WHAT IS EXPECTED ▸ Give back only the lines from the one with "segment --target flour" through the last line of the data, exactly as they appear.

>> Start MATERIAL TO PROCESS

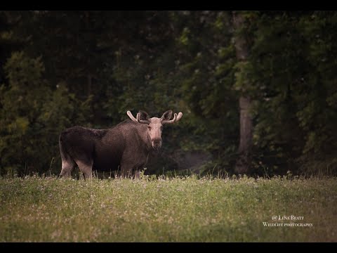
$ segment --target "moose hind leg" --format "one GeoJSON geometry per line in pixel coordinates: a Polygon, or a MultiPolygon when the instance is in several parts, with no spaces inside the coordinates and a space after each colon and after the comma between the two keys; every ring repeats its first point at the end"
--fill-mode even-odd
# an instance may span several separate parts
{"type": "Polygon", "coordinates": [[[84,179],[93,177],[93,162],[76,161],[79,170],[84,174],[84,179]]]}

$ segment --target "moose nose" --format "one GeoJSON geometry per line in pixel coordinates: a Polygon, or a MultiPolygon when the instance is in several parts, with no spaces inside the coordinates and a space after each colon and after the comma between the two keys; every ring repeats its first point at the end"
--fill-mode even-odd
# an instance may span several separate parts
{"type": "Polygon", "coordinates": [[[152,147],[153,148],[157,150],[159,149],[160,147],[161,147],[161,140],[160,139],[153,140],[152,147]]]}

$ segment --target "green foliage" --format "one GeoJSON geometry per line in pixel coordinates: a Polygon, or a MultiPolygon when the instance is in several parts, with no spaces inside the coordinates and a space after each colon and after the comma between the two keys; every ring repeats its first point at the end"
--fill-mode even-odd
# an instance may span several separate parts
{"type": "Polygon", "coordinates": [[[53,157],[59,157],[60,131],[74,122],[83,124],[88,108],[64,85],[55,90],[50,87],[43,78],[41,58],[15,52],[5,70],[8,85],[0,88],[1,173],[42,173],[49,169],[53,157]]]}

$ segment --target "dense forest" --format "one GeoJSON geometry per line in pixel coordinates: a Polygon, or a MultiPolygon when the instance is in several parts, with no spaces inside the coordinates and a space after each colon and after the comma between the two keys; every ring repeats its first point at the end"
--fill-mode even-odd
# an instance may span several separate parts
{"type": "Polygon", "coordinates": [[[58,136],[183,112],[146,174],[337,174],[336,11],[0,11],[0,174],[58,136]]]}

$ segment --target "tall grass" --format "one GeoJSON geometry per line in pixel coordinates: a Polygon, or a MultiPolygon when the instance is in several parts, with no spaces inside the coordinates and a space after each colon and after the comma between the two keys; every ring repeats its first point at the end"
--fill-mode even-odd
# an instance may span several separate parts
{"type": "Polygon", "coordinates": [[[336,207],[336,178],[0,179],[0,241],[337,242],[336,207]]]}

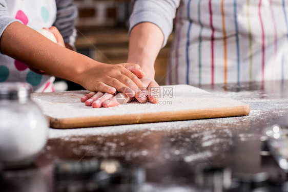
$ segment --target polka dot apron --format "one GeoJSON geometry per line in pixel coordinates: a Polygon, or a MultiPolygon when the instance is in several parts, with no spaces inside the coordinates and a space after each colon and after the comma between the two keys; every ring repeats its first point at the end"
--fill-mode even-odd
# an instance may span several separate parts
{"type": "MultiPolygon", "coordinates": [[[[51,27],[56,19],[55,0],[9,0],[7,2],[12,17],[35,30],[51,27]]],[[[35,73],[25,64],[0,54],[0,82],[27,82],[33,86],[34,91],[47,92],[54,91],[54,77],[35,73]]]]}

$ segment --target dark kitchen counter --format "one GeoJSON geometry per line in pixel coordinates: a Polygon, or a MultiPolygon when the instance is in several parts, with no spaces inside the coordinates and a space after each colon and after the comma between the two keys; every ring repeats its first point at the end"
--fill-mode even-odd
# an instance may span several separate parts
{"type": "MultiPolygon", "coordinates": [[[[246,189],[237,191],[266,185],[272,186],[270,191],[281,191],[286,175],[271,156],[260,155],[260,138],[265,127],[279,122],[288,125],[288,81],[201,88],[249,104],[250,114],[212,119],[50,129],[50,139],[34,165],[5,171],[4,184],[8,185],[10,180],[15,187],[25,191],[80,191],[84,188],[93,191],[100,187],[93,181],[97,177],[95,174],[92,179],[89,177],[91,173],[83,170],[83,164],[113,159],[106,163],[122,166],[121,172],[130,173],[134,179],[115,182],[138,182],[139,185],[133,186],[139,188],[128,190],[127,185],[114,184],[117,190],[102,191],[194,191],[203,173],[208,181],[205,187],[210,188],[209,181],[223,177],[216,177],[217,173],[221,175],[229,170],[233,184],[249,183],[246,189]],[[59,168],[63,166],[66,169],[59,168]],[[214,179],[210,179],[212,175],[214,179]]],[[[102,189],[107,184],[103,185],[102,189]]]]}

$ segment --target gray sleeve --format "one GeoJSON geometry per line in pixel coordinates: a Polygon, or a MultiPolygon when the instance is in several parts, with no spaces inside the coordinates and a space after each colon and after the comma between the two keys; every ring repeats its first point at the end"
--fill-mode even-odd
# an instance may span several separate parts
{"type": "Polygon", "coordinates": [[[0,38],[6,27],[14,22],[20,21],[11,17],[8,12],[6,1],[0,0],[0,38]]]}
{"type": "Polygon", "coordinates": [[[129,34],[136,25],[150,22],[156,25],[164,35],[162,47],[173,30],[173,19],[180,0],[135,0],[130,18],[129,34]]]}
{"type": "Polygon", "coordinates": [[[75,29],[75,19],[78,15],[73,0],[56,0],[57,15],[53,25],[63,36],[64,41],[74,46],[77,33],[75,29]]]}

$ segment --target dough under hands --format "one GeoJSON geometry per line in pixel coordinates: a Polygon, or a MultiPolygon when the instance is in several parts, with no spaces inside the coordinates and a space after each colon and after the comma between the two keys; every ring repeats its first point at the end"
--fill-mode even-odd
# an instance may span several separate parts
{"type": "Polygon", "coordinates": [[[37,32],[40,33],[43,35],[45,36],[45,37],[47,37],[54,42],[57,42],[57,40],[56,38],[54,36],[52,33],[50,31],[48,31],[44,29],[41,29],[38,30],[37,30],[37,32]]]}

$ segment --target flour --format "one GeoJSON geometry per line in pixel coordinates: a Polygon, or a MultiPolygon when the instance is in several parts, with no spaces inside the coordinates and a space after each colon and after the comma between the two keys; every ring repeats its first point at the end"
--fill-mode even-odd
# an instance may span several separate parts
{"type": "MultiPolygon", "coordinates": [[[[80,96],[87,92],[81,93],[80,96]]],[[[75,141],[73,144],[77,145],[71,144],[71,153],[80,156],[86,154],[87,157],[97,158],[120,157],[127,161],[140,159],[143,161],[146,158],[152,159],[153,157],[154,162],[161,163],[163,160],[184,161],[193,165],[196,162],[207,162],[216,156],[224,157],[225,152],[235,144],[234,142],[244,143],[251,140],[259,140],[262,134],[259,126],[273,124],[275,117],[286,115],[288,112],[286,95],[283,98],[277,97],[260,90],[212,93],[249,104],[250,114],[242,117],[155,123],[69,130],[50,129],[49,138],[51,140],[75,141]],[[167,140],[149,143],[149,147],[145,146],[146,142],[153,141],[150,138],[158,133],[161,139],[167,140]],[[91,139],[91,137],[95,142],[87,143],[87,139],[91,139]]],[[[51,101],[54,99],[51,97],[51,101]]],[[[67,98],[60,99],[62,102],[67,101],[67,98]]],[[[75,102],[79,101],[77,99],[75,102]]],[[[115,110],[120,108],[117,109],[115,110]]]]}
{"type": "Polygon", "coordinates": [[[72,91],[45,94],[34,93],[32,99],[43,110],[45,115],[61,119],[132,114],[161,113],[188,110],[238,106],[245,104],[230,99],[223,99],[204,90],[187,85],[163,86],[157,104],[133,102],[109,108],[93,109],[85,106],[80,98],[88,92],[72,91]],[[170,91],[170,92],[168,92],[170,91]]]}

>> End MATERIAL TO PROCESS

RESULT ▸
$ segment --target flour --format "one GeoJSON geometry per line in pixel coordinates: a Polygon, or a MultiPolygon when the instance is in several parts, with no spaces inside the coordinates and a space after each colon and after the comma between the two keys; every ring repeats its first point at the end"
--fill-mode even-odd
# an instance may span several separate parts
{"type": "MultiPolygon", "coordinates": [[[[80,96],[87,92],[81,93],[80,96]]],[[[75,141],[73,144],[77,145],[71,144],[71,153],[80,156],[86,154],[87,157],[97,158],[120,157],[127,161],[140,159],[143,161],[146,158],[152,159],[153,157],[154,162],[161,163],[163,160],[184,161],[193,165],[196,162],[207,162],[216,156],[224,157],[225,152],[235,144],[234,142],[244,143],[251,140],[259,140],[262,134],[259,126],[273,124],[275,117],[286,115],[288,112],[286,95],[283,98],[277,97],[260,90],[212,93],[249,104],[250,114],[242,117],[155,123],[69,130],[50,129],[49,138],[51,140],[75,141]],[[167,140],[149,143],[149,147],[145,146],[146,142],[153,141],[150,138],[158,133],[161,139],[167,140]],[[91,139],[91,137],[95,142],[87,143],[87,139],[91,139]]],[[[51,101],[54,99],[51,97],[51,101]]],[[[67,98],[60,99],[62,102],[67,101],[67,98]]],[[[75,102],[79,101],[77,99],[75,102]]],[[[115,110],[120,108],[117,109],[115,110]]]]}
{"type": "Polygon", "coordinates": [[[72,91],[45,94],[34,93],[32,99],[43,110],[45,115],[61,119],[132,114],[161,113],[188,110],[238,106],[245,104],[230,99],[223,99],[204,90],[187,85],[163,86],[157,104],[133,102],[109,108],[93,109],[85,106],[80,98],[88,92],[72,91]],[[170,91],[170,92],[168,92],[170,91]]]}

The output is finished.